Dataset items:
--------------------------------

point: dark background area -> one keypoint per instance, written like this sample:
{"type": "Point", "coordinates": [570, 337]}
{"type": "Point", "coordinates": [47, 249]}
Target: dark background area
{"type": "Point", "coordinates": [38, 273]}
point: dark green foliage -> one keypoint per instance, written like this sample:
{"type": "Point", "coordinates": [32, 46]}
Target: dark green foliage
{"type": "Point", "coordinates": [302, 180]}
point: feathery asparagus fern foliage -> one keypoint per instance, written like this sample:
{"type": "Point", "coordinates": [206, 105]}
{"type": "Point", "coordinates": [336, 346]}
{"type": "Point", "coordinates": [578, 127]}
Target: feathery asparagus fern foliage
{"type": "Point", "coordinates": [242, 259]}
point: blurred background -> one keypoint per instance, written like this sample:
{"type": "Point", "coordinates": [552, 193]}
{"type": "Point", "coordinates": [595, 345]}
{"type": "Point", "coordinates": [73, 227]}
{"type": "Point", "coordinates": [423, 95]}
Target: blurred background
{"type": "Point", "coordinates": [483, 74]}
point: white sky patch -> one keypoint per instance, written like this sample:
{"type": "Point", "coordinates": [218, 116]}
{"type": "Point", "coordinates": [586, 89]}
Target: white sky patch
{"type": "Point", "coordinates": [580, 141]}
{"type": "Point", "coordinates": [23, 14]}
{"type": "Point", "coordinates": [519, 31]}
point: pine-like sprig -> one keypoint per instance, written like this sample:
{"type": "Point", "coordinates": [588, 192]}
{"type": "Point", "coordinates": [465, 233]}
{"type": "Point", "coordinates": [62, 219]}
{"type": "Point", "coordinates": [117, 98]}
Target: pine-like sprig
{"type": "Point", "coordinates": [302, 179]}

--------------------------------

What is being asked:
Arrange the data above as a JSON list of strings, with one string for each line and blank lines omitted.

Exercise response:
[
  "point: dark background area -> one keypoint per instance, written like this sample:",
  "{\"type\": \"Point\", \"coordinates\": [570, 337]}",
  "{\"type\": \"Point\", \"coordinates\": [47, 249]}",
  "Target: dark background area",
  "{\"type\": \"Point\", \"coordinates\": [38, 273]}",
  "point: dark green foliage -> one keypoint per instance, written like this sample:",
  "{\"type\": \"Point\", \"coordinates\": [32, 46]}",
  "Target: dark green foliage",
  "{\"type\": \"Point\", \"coordinates\": [302, 180]}",
  "point: feathery asparagus fern foliage -> one keypoint per instance, written like this sample:",
  "{\"type\": \"Point\", \"coordinates\": [206, 105]}",
  "{\"type\": \"Point\", \"coordinates\": [336, 346]}",
  "{\"type\": \"Point\", \"coordinates\": [578, 127]}",
  "Target: feathery asparagus fern foliage",
  "{\"type\": \"Point\", \"coordinates\": [242, 259]}",
  "point: blurred background -> one keypoint per instance, written like this sample:",
  "{\"type\": \"Point\", \"coordinates\": [552, 193]}",
  "{\"type\": \"Point\", \"coordinates\": [595, 345]}",
  "{\"type\": \"Point\", \"coordinates\": [73, 227]}",
  "{\"type\": \"Point\", \"coordinates\": [423, 95]}",
  "Target: blurred background",
  "{\"type\": \"Point\", \"coordinates\": [483, 74]}",
  "point: white sky patch -> one keypoint per instance, written like this sample:",
  "{\"type\": \"Point\", \"coordinates\": [218, 116]}",
  "{\"type\": \"Point\", \"coordinates\": [586, 89]}",
  "Target: white sky patch",
  "{\"type\": \"Point\", \"coordinates\": [580, 141]}",
  "{\"type\": \"Point\", \"coordinates\": [23, 14]}",
  "{\"type\": \"Point\", \"coordinates\": [519, 31]}",
  "point: pine-like sprig -> one keypoint per instance, written like this sample:",
  "{\"type\": \"Point\", \"coordinates\": [588, 192]}",
  "{\"type\": \"Point\", \"coordinates\": [465, 233]}",
  "{\"type\": \"Point\", \"coordinates\": [62, 219]}",
  "{\"type\": \"Point\", \"coordinates\": [117, 98]}",
  "Target: pine-like sprig",
  "{\"type\": \"Point\", \"coordinates\": [302, 179]}"
]